**LISTING:**
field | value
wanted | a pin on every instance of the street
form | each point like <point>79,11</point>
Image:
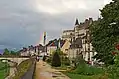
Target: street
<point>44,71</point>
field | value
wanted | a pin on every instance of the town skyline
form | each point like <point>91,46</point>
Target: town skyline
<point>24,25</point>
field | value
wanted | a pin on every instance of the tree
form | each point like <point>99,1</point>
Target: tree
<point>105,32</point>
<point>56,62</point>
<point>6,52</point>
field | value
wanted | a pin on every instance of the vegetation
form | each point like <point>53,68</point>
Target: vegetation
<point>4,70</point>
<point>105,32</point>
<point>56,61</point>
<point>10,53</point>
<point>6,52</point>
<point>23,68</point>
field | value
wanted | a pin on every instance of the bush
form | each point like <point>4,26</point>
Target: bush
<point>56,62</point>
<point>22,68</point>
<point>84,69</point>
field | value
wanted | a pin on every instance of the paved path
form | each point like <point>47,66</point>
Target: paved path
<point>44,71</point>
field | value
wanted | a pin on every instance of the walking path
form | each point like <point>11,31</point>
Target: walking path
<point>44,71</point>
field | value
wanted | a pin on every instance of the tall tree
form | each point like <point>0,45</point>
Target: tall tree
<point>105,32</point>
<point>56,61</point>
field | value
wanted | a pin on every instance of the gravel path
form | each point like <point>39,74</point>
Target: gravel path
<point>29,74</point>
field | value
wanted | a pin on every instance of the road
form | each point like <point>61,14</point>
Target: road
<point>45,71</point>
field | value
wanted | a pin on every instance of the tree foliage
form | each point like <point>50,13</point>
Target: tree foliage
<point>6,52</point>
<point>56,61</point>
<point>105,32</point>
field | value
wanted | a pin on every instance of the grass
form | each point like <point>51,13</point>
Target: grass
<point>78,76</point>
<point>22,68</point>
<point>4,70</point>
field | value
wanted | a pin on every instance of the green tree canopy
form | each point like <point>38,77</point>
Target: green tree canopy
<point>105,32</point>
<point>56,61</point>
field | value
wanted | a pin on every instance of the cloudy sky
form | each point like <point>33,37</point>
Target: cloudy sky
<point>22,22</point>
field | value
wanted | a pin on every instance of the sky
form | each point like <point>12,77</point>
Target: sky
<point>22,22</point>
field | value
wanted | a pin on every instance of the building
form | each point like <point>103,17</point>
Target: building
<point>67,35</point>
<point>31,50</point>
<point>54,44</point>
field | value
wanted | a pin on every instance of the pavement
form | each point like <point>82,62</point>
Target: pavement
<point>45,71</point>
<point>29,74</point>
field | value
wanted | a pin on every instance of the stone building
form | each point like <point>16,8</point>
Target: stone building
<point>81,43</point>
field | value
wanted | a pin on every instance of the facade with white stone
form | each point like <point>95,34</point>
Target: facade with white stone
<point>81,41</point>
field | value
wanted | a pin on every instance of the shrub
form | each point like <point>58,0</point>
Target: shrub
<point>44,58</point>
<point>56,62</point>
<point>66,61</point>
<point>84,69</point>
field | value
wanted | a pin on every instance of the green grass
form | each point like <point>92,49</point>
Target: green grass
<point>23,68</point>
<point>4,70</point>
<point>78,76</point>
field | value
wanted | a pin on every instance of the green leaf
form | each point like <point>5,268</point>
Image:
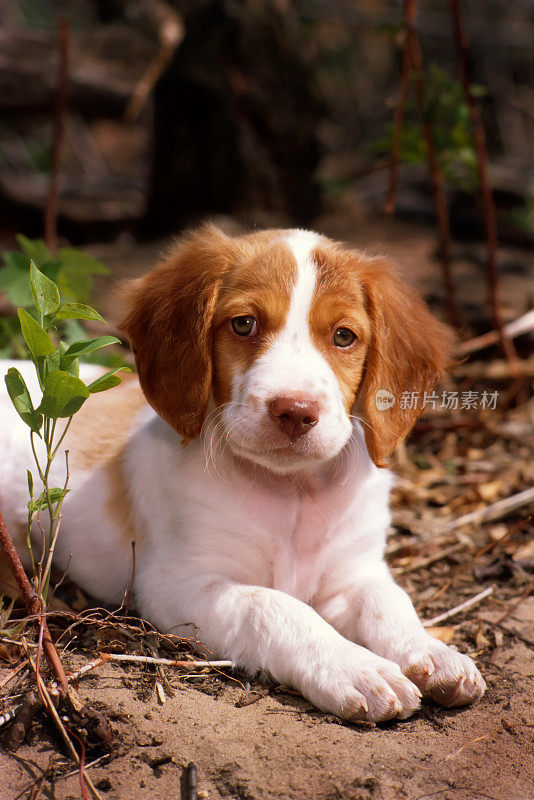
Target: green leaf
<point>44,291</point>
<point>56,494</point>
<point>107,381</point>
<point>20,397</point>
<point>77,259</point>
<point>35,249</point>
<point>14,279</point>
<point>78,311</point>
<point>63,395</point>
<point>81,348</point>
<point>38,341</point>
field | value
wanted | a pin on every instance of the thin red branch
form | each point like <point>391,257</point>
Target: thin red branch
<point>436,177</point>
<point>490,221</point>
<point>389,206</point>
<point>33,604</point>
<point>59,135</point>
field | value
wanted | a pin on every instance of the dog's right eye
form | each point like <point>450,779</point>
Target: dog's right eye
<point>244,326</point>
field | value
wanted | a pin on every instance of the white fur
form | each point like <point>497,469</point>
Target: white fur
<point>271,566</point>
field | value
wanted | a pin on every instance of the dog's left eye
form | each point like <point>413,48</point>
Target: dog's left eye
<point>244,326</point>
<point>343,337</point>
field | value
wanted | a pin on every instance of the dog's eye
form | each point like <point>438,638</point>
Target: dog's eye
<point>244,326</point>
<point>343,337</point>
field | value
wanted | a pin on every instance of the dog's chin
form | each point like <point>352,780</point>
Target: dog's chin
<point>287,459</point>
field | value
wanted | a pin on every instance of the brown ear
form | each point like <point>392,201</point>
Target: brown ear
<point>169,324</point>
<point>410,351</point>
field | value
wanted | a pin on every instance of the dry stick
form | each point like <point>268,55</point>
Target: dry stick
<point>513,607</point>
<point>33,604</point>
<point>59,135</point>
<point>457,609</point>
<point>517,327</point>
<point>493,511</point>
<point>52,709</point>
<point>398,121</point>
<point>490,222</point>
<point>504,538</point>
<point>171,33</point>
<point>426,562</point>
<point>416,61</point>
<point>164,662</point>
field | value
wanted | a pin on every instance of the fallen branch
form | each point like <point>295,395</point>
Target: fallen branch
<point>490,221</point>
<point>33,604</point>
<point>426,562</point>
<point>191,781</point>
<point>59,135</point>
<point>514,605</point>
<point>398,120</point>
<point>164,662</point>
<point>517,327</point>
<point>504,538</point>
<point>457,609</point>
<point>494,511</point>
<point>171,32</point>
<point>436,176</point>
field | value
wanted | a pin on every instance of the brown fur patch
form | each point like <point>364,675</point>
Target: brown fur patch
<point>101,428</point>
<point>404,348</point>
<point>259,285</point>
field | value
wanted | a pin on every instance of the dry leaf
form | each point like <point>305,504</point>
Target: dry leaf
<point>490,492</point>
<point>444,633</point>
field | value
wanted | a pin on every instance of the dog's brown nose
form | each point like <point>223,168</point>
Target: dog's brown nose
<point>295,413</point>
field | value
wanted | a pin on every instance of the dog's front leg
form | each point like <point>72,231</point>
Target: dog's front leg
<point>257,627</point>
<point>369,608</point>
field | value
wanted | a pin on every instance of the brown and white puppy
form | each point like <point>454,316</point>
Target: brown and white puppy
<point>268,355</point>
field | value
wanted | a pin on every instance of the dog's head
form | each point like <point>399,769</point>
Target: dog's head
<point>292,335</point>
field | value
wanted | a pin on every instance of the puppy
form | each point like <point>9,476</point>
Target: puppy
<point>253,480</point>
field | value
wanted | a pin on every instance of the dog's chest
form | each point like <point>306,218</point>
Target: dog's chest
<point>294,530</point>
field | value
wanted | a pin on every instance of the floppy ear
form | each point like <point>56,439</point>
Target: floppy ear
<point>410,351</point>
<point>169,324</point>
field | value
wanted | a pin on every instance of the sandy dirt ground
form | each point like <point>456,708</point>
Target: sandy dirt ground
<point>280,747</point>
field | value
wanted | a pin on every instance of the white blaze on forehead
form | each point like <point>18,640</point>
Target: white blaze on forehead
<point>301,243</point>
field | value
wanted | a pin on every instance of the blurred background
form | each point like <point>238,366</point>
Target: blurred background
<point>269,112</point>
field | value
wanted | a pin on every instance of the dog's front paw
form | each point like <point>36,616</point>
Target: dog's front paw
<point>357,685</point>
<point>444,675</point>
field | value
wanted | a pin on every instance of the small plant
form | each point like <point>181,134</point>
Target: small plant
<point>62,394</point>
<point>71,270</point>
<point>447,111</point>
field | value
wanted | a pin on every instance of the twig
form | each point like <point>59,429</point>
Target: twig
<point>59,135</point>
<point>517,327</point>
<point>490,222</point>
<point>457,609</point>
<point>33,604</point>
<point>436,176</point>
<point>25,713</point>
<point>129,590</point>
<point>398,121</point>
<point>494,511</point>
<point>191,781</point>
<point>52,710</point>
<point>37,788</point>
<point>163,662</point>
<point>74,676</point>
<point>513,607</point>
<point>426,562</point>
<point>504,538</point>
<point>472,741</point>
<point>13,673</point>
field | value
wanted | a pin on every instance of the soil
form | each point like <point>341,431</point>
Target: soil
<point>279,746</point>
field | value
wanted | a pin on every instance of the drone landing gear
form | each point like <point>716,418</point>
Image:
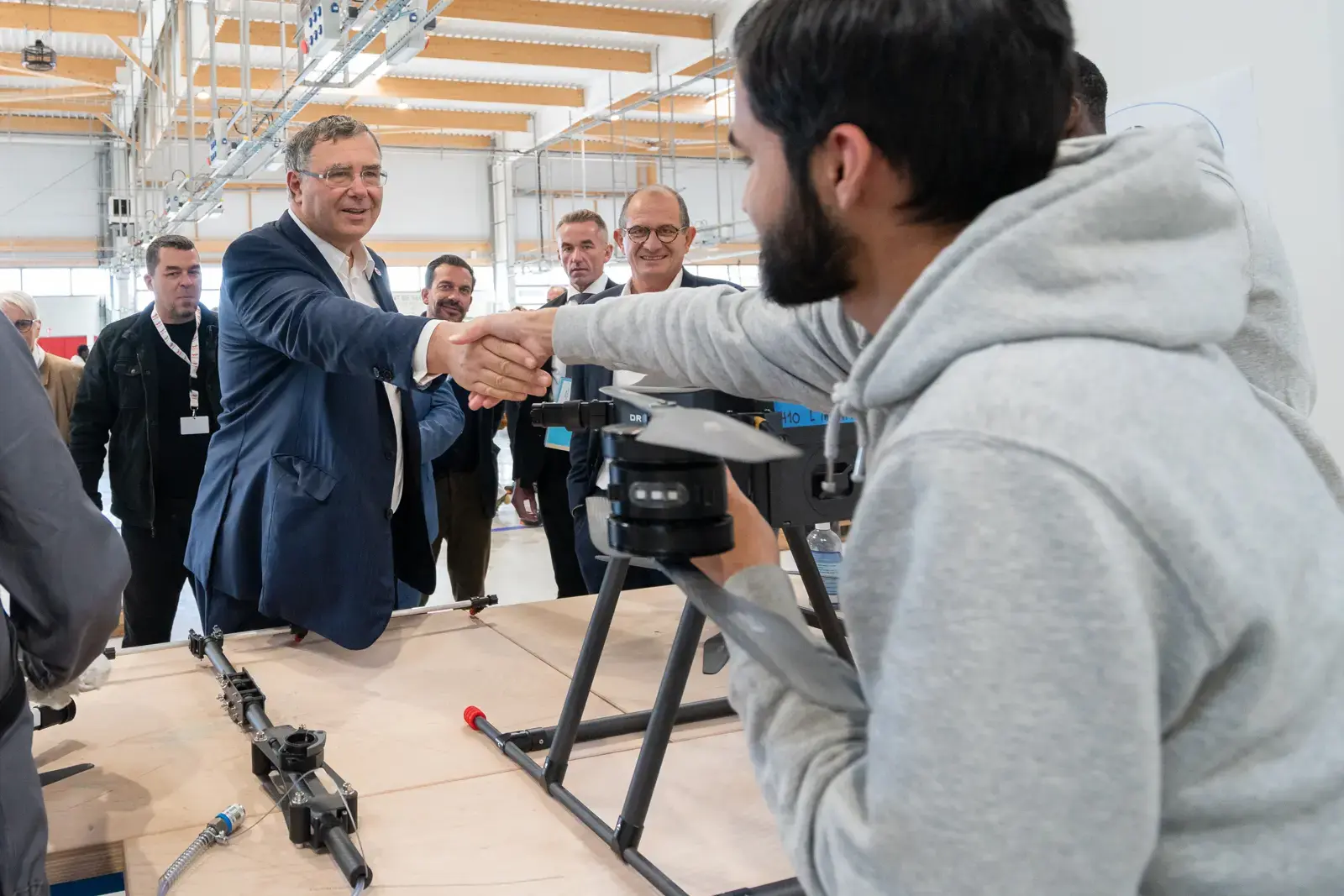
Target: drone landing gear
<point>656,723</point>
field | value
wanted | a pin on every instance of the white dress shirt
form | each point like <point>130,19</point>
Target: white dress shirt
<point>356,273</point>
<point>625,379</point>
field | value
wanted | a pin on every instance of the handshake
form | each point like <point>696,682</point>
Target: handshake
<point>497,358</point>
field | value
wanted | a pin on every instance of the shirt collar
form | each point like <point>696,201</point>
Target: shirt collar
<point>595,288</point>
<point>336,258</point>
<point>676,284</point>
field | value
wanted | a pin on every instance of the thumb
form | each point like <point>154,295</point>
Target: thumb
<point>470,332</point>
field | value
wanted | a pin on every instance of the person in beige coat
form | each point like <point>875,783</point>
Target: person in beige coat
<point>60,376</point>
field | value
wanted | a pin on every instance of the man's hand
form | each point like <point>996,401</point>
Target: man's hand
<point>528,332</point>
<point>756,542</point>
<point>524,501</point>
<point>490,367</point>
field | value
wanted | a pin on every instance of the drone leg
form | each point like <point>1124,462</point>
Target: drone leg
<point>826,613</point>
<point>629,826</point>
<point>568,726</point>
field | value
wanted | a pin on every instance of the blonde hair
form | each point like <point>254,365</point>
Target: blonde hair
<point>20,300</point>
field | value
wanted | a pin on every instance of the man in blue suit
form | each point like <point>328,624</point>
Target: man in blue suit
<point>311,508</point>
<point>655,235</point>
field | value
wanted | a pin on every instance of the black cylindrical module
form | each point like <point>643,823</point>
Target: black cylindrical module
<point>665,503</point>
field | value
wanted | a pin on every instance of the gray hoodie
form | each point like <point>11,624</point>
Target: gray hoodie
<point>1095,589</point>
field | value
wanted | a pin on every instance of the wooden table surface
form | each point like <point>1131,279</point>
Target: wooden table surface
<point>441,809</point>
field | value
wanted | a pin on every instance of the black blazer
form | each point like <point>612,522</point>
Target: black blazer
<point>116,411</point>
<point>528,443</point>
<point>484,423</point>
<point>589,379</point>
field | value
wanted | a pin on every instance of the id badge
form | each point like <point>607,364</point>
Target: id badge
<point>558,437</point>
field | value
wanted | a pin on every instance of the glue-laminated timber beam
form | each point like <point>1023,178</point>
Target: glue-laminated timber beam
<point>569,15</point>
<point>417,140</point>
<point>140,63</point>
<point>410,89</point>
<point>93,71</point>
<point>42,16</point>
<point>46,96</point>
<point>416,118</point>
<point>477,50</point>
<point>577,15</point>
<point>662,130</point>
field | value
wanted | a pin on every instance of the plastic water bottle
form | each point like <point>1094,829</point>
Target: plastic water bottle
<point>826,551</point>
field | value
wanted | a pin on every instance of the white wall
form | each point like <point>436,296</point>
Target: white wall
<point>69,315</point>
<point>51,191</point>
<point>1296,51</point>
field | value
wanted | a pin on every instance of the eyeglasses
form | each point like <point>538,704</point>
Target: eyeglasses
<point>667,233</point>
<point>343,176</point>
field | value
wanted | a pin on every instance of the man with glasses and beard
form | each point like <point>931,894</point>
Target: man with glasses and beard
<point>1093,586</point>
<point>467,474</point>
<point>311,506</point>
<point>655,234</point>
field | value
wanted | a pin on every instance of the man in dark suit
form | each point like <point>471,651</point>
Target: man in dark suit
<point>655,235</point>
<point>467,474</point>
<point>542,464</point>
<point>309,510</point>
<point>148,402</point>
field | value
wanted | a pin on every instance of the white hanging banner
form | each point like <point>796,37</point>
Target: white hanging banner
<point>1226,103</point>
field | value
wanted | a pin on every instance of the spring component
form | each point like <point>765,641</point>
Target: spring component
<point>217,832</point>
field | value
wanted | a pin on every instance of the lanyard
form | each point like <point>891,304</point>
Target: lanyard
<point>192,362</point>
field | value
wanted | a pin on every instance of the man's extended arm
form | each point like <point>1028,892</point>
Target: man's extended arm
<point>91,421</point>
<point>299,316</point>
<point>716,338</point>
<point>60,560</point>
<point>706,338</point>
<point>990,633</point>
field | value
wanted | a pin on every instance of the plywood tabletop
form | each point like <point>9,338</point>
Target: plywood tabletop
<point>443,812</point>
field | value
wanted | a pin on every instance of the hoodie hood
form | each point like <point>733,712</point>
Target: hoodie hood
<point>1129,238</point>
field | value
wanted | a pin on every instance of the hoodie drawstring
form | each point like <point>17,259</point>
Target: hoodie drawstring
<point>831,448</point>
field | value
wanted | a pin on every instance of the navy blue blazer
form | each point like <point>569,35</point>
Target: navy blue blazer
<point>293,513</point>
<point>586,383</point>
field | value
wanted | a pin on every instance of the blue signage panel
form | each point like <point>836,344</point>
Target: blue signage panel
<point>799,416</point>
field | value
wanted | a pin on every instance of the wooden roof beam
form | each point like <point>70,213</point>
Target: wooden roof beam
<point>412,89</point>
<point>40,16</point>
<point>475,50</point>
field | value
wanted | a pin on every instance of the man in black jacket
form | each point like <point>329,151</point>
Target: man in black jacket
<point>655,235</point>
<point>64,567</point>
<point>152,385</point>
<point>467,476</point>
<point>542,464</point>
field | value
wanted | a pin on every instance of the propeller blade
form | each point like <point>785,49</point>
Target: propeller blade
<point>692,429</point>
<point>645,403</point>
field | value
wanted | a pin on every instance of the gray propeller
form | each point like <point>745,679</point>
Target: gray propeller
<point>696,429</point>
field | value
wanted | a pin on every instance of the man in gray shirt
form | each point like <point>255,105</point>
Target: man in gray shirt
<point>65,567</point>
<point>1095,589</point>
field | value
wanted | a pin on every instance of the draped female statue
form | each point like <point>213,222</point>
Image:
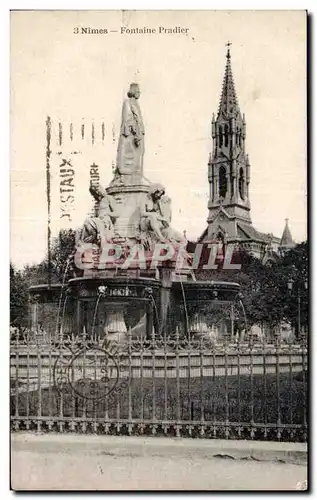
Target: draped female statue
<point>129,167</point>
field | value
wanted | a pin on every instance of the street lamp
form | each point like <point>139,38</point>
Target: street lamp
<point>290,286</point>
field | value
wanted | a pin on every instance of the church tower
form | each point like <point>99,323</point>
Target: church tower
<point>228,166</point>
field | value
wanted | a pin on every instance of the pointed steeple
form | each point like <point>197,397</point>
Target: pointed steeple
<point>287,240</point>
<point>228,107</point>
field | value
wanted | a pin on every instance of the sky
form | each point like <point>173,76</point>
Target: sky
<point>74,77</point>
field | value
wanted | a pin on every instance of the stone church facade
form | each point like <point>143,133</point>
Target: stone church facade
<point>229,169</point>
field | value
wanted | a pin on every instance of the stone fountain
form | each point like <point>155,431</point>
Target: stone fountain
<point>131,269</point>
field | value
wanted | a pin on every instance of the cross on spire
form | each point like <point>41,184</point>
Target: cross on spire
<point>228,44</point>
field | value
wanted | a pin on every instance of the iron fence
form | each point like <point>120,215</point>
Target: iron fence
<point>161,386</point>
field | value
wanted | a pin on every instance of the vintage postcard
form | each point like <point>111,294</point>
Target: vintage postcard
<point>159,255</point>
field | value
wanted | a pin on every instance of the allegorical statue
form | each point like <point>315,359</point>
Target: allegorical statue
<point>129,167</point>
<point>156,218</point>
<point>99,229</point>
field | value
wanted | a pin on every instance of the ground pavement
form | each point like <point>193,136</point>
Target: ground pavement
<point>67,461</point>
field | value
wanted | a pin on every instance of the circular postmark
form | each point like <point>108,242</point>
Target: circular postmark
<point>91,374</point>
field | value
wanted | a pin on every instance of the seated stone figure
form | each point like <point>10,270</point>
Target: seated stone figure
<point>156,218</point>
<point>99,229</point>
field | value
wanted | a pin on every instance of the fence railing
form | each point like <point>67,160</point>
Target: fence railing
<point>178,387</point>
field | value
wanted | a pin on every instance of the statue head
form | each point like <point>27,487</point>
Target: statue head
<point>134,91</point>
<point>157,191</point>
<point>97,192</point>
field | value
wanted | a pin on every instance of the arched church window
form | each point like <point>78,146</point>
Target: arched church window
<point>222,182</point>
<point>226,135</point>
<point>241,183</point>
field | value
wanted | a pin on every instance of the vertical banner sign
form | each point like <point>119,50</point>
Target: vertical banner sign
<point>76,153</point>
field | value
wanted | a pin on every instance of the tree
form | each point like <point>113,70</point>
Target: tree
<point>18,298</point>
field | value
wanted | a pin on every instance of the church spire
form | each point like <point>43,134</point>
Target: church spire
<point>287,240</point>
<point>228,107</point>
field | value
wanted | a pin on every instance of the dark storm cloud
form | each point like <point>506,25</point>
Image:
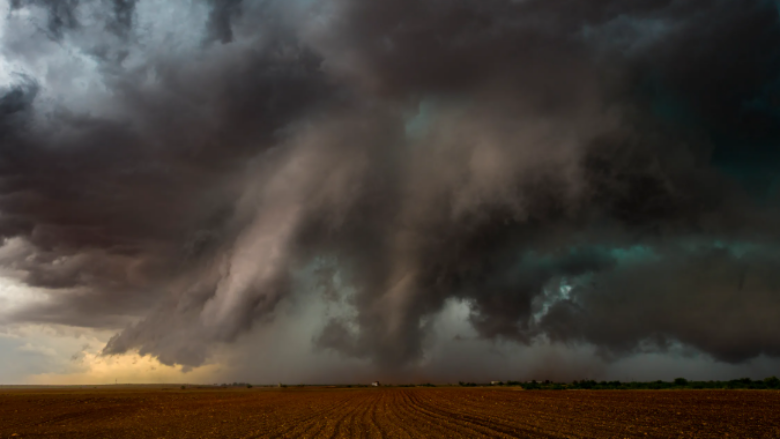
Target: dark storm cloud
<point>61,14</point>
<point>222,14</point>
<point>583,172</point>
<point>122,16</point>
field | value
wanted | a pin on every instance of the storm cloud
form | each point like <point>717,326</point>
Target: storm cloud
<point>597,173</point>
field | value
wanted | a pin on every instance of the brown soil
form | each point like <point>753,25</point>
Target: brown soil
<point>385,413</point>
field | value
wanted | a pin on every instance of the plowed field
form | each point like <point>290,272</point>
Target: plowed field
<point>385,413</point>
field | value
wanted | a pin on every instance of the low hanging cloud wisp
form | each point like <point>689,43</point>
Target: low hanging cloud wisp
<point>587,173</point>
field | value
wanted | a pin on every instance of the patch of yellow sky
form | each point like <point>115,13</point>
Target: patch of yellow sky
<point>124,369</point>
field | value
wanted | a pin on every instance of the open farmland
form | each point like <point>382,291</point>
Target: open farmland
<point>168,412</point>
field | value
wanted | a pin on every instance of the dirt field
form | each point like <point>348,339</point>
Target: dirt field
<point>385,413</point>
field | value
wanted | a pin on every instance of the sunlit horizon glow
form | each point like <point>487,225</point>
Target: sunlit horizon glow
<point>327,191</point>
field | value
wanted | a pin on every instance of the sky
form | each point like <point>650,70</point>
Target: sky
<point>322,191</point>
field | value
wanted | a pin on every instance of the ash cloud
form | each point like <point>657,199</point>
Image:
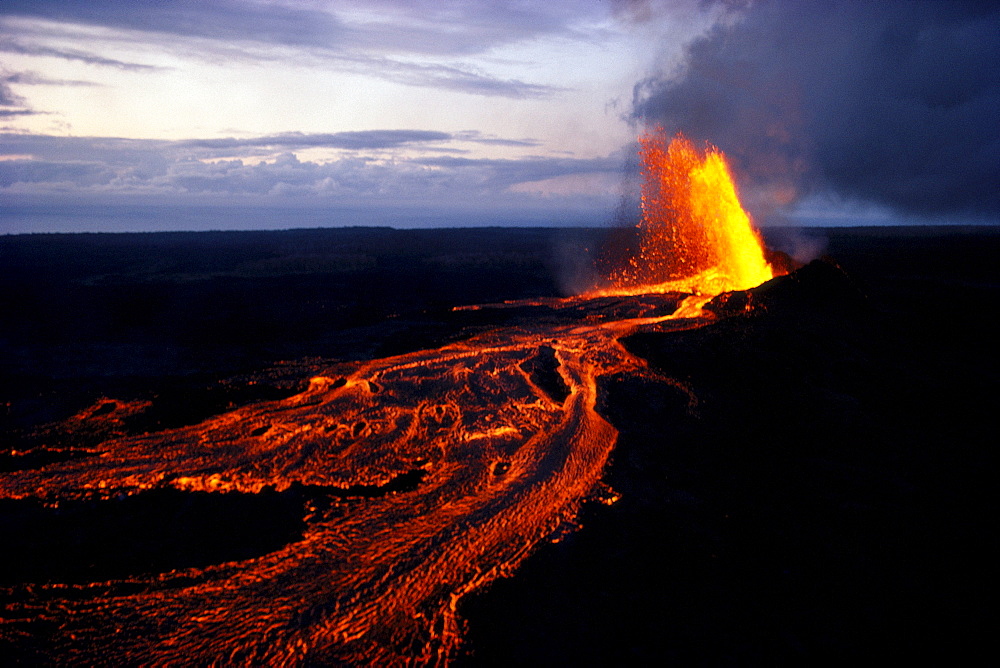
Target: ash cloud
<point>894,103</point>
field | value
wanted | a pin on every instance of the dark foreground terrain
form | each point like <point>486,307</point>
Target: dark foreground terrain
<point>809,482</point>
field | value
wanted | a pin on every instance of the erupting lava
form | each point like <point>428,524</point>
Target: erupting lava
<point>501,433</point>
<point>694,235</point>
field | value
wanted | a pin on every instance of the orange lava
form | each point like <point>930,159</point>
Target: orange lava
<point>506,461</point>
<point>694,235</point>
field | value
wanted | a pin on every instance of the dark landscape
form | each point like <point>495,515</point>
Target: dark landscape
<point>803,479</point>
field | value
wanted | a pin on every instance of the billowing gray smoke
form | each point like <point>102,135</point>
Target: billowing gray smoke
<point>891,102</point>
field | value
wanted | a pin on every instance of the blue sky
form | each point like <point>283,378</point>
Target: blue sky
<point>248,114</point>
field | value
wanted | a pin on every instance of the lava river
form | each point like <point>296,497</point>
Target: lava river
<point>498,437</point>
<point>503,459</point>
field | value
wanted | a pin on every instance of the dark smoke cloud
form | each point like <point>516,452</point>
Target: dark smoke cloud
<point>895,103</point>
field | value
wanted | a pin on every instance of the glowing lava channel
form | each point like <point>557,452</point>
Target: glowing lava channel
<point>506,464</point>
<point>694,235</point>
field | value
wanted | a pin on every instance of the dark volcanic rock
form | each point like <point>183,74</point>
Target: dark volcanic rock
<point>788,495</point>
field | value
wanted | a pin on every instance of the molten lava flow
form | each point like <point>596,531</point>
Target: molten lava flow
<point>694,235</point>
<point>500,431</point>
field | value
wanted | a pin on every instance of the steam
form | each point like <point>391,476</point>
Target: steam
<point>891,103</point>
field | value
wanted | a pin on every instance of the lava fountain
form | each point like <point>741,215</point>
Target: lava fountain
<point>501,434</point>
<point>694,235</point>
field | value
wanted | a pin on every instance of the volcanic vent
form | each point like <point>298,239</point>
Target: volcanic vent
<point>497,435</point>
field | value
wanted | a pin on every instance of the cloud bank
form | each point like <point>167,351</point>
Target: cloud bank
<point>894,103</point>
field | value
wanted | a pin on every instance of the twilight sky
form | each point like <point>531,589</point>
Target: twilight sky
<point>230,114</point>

**WHAT IS NEEDED:**
Starting at the first of the rows and ending at the line that contains "<point>24,25</point>", write those lines again with "town skyline" replaced by "city skyline" and nothing else changed. Leave the pictures out.

**FINISHED EXERCISE:**
field | value
wanted | a pin on every instance of the street
form | each point like <point>79,11</point>
Image:
Target: street
<point>44,71</point>
field | value
wanted | a pin on every instance of the city skyline
form | each point like <point>91,46</point>
Target: city skyline
<point>24,25</point>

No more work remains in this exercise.